━━━━━ TEXTE SOURCE ━━━━━
Le Figaro, point de vue de la bourgeoisie française écrit : "Samedi matin, Nicolas Sarkozy se rend en Côte d’Ivoire. Une visite éclair, de quelques heures, officiellement purement protocolaire. Le président français vient assister, en compagnie d’une vingtaine de ses pairs, à l’intronisation en grande pompe du chef de l’État ivoirien, Alassane Ouattara. « Nicolas Sarkozy vient représenter un pays frère de la Côte d’Ivoire », insiste-t-on dans l’entourage d’Alassane Ouattara. La présence du ministre des Affaires étrangères, Alain Juppé, et de celui de la Coopération, Henri de Raincourt, montre qu’à Paris aussi on entend marquer les esprits.

Aucun président ne s’était rendu dans l’ancienne vitrine de la décolonisation depuis Jacques Chirac en 1995. Une autre époque. Entre ces deux dates, Paris et Yamoussoukro se sont brouillés. Abidjan a connu un coup d’État, une élection contestée, les émeutes anti-françaises de 2004, une guerre civile et l’intervention des troupes françaises le 11 avril dernier qui a permis aux forces fidèles à Alassane Ouattara de mettre un terme au régime de Laurent Gbagbo. Une aide décisive désormais assumée.
━━━━━ ENTRÉES À TRAITER ━━━━━
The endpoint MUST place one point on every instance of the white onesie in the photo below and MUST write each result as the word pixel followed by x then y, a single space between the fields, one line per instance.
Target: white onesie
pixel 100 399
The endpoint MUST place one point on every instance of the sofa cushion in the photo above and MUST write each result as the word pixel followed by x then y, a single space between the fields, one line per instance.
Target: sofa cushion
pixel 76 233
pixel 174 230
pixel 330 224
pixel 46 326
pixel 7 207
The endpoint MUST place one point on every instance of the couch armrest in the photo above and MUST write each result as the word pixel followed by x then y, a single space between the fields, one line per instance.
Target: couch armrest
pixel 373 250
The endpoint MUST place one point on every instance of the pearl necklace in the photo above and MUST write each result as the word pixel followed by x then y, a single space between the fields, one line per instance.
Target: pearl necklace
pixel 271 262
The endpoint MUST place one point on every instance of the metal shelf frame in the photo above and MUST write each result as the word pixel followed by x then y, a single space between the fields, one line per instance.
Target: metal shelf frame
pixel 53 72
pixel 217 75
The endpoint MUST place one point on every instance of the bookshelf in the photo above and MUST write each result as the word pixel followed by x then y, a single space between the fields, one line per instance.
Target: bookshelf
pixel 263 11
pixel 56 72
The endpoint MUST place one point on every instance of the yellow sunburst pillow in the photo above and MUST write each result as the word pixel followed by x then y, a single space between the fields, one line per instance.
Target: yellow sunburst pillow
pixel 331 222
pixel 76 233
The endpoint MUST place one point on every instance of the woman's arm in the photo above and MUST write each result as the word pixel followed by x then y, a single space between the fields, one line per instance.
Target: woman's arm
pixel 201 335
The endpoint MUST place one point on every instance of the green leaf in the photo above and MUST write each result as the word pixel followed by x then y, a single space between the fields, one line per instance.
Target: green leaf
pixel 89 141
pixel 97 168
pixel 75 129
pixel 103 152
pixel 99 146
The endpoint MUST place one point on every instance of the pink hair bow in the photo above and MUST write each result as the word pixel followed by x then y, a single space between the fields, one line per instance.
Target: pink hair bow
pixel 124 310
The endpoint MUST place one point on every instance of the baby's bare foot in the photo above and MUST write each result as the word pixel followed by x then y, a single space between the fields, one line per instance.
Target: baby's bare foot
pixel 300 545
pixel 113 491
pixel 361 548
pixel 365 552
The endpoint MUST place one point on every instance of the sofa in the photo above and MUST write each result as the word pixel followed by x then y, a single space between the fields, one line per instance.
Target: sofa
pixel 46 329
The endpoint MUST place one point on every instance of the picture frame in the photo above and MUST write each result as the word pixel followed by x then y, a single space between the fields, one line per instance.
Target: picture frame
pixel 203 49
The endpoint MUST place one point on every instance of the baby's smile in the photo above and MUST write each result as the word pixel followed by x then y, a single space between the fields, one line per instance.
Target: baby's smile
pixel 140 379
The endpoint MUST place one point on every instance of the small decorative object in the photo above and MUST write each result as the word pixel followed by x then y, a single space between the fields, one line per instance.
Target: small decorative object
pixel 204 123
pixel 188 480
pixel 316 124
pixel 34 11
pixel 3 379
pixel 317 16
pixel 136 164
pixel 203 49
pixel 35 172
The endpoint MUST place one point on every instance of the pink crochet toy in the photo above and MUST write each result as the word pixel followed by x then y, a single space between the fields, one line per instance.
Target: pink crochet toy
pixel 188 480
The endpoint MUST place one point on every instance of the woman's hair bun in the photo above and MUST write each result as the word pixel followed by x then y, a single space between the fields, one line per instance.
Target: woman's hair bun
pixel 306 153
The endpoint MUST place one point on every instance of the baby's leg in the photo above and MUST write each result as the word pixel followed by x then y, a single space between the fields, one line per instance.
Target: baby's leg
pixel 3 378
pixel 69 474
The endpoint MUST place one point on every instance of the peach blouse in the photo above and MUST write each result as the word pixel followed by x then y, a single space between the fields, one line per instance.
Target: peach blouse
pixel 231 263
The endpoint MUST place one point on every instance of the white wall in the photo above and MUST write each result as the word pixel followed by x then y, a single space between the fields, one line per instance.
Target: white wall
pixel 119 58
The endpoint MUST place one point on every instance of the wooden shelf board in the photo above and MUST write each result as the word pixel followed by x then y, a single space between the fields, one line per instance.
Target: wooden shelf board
━━━━━
◆ CONSIGNE A
Recopiez mot pour mot le passage du texte sur la visite de Nicolas Sarkozy en Côte d'Ivoire, en commençant par « Le Figaro, point » et en allant jusqu'à « marquer les esprits. ».
◆ CONSIGNE B
Dans les entrées, renvoyez à l'identique seulement les lignes qui vont de celle contenant « the sofa cushion » jusqu'à celle contenant « pixel 373 250 », ces deux lignes comprises.
Le texte source et les entrées sont deux supports indépendants l'un de l'autre.

◆ RÉPONSE ATTENDUE A
Le Figaro, point de vue de la bourgeoisie française écrit : "Samedi matin, Nicolas Sarkozy se rend en Côte d’Ivoire. Une visite éclair, de quelques heures, officiellement purement protocolaire. Le président français vient assister, en compagnie d’une vingtaine de ses pairs, à l’intronisation en grande pompe du chef de l’État ivoirien, Alassane Ouattara. « Nicolas Sarkozy vient représenter un pays frère de la Côte d’Ivoire », insiste-t-on dans l’entourage d’Alassane Ouattara. La présence du ministre des Affaires étrangères, Alain Juppé, et de celui de la Coopération, Henri de Raincourt, montre qu’à Paris aussi on entend marquer les esprits.

◆ RÉPONSE ATTENDUE B
The endpoint MUST place one point on every instance of the sofa cushion in the photo above and MUST write each result as the word pixel followed by x then y, a single space between the fields, one line per instance.
Target: sofa cushion
pixel 76 233
pixel 174 230
pixel 330 224
pixel 46 326
pixel 7 207
The endpoint MUST place one point on every instance of the couch armrest in the photo above and MUST write each result as the word pixel followed by x then y, a single space between the fields, one line per instance.
Target: couch armrest
pixel 373 250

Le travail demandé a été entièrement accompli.